(Records from a data collection)

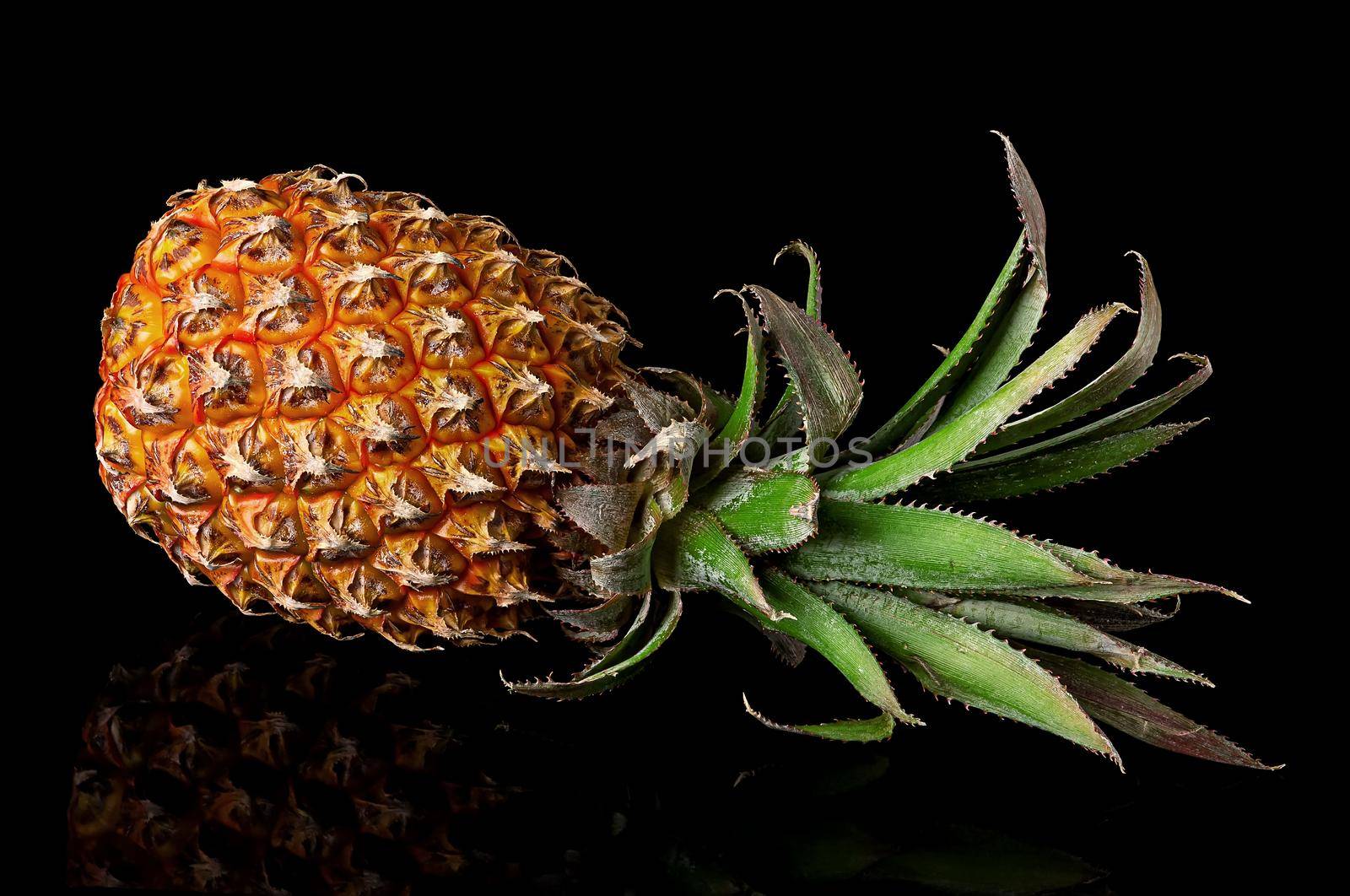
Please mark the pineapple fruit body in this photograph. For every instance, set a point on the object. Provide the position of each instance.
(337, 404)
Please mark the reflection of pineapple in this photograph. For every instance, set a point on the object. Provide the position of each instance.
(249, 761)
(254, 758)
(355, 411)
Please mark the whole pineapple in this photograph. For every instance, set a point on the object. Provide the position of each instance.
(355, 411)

...

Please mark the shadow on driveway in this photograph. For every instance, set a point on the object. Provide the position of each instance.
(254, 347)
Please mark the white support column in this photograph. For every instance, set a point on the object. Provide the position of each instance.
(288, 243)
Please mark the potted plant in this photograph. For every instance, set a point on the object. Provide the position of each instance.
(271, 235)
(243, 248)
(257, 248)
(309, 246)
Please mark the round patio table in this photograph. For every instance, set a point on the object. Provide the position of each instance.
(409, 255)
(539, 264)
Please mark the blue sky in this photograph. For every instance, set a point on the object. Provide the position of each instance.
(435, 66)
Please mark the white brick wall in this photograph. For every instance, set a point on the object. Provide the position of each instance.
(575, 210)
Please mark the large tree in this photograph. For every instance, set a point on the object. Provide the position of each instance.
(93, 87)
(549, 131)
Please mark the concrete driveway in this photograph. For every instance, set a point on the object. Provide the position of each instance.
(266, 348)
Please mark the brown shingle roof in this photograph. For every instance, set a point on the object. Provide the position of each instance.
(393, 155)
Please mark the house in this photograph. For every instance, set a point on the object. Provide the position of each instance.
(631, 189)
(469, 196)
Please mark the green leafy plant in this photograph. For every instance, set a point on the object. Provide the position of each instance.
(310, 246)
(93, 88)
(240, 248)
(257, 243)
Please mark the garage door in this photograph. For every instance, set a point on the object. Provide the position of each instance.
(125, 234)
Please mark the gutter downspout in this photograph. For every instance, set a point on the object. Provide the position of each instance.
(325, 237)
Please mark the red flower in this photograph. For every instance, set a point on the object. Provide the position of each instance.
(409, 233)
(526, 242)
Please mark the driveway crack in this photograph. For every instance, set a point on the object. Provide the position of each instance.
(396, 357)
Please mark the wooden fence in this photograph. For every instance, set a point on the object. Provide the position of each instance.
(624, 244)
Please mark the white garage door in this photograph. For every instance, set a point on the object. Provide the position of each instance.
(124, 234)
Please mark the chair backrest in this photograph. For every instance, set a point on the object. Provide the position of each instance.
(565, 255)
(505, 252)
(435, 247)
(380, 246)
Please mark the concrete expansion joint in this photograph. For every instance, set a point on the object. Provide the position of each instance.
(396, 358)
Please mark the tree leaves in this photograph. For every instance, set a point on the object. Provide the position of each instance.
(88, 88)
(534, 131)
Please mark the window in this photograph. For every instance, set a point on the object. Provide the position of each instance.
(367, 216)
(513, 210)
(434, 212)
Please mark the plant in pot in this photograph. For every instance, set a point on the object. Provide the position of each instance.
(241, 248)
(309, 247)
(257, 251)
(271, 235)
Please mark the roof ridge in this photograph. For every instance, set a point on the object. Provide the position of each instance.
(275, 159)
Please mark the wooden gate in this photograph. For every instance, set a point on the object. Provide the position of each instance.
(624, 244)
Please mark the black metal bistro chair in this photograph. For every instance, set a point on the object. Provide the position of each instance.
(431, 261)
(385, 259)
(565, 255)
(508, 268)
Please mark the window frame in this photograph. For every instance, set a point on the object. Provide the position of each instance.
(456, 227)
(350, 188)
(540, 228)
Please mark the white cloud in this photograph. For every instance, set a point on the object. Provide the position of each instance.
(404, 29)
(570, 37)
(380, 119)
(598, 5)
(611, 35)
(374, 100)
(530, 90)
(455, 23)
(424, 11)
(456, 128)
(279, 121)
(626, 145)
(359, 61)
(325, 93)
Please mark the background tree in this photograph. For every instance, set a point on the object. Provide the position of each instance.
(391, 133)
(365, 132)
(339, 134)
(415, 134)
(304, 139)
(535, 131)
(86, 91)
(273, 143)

→ WRITTEN REQUEST:
Count the lines above that contain the word "wooden", treating uppercase and lowercase as different, and give only the number.

→ CORRECT OUTPUT:
2